Problem requirements: Quote the Lua arrays post below word for word, from "- From: Petri" to "break compatibility with existing programs.", inclusive.

-- START Source document --

[Date Prev][Date Next][Thread Prev][Thread Next]
[Date Index]
[Thread Index]
- Subject: Re: Lua 5.4-work1 with first class arrays (implementation & benchmarks)
- From: Petri Häkkinen <petrih3@...>
- Date: Wed, 28 Mar 2018 08:00:18 +0300
Thanks to all for the answers! My responses inlined below:
On 28 Mar 2018, at 0.02, Dibyendu Majumdar <mobile@majumdar.org.uk> wrote:
> The table as the sole data structure is a
> defining feature of Lua; not only that, the semantics associated with
> table iteration and nils, makes it impossible to introduce such a
> subtype without break compatibility with existing programs.
Tables are a defining feature of Lua... until it is no more so. Similarly single numeric type was a defining feature of Lua, until integers were added. Mind you, “arrays” are still internally tables, just without the hash part and with an explicit length. Conceptually the leap from tables to arrays is small.
I think I've shown how an array subtype can be added without breaking compatibility with existing programs. Can you show how the patch breaks an existing program, please?

-- END Source document --
-- START Provided information --

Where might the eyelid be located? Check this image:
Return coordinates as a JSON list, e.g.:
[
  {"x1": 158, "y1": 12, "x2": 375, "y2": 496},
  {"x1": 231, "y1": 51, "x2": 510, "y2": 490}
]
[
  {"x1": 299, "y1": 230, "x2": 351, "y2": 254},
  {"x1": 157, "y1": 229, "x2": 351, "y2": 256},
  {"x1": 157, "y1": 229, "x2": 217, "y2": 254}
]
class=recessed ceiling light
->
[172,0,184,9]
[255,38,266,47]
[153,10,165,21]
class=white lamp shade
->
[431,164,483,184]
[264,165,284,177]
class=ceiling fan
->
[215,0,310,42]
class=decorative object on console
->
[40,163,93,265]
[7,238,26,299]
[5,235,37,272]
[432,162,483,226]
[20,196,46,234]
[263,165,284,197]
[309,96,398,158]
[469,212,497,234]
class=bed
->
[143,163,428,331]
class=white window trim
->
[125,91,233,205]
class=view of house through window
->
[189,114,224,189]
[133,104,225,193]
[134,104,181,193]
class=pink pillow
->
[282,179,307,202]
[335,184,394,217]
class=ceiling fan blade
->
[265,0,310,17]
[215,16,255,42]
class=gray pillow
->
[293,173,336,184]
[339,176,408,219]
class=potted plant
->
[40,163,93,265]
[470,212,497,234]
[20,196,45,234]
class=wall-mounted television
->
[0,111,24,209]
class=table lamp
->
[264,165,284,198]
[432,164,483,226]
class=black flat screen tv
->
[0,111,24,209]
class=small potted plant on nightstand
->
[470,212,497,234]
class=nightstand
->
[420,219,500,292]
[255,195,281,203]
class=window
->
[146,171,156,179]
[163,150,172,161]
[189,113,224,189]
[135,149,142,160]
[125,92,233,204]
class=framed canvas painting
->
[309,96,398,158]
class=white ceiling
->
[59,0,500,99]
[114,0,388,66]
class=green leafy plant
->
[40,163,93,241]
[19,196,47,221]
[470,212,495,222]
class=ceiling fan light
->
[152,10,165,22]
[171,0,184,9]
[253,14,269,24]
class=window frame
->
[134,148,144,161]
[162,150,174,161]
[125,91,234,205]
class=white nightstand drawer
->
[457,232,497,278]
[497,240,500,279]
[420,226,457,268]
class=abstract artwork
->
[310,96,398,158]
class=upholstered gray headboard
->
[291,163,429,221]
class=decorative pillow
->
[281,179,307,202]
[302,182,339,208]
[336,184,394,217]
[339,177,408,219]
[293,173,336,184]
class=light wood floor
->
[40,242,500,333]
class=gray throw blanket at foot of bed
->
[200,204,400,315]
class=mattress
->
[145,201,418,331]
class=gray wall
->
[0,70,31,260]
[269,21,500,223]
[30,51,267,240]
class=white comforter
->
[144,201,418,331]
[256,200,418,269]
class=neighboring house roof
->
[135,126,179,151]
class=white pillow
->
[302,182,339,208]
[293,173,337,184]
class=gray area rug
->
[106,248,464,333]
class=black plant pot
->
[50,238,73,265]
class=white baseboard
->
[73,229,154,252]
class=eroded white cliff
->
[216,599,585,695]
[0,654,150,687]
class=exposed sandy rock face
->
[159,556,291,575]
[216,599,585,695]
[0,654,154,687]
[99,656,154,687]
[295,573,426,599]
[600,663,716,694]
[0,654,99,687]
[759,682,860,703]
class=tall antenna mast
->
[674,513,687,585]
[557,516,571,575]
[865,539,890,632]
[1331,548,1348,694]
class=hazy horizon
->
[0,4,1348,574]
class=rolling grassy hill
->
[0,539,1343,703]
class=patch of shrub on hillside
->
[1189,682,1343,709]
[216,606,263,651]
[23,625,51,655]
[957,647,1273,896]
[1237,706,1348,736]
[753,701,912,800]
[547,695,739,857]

-- END Provided information --

Exercise answer:
- From: Petri Häkkinen <petrih3@...>
- Date: Wed, 28 Mar 2018 08:00:18 +0300
Thanks to all for the answers! My responses inlined below:
On 28 Mar 2018, at 0.02, Dibyendu Majumdar <mobile@majumdar.org.uk> wrote:
> The table as the sole data structure is a
> defining feature of Lua; not only that, the semantics associated with
> table iteration and nils, makes it impossible to introduce such a
> subtype without break compatibility with existing programs.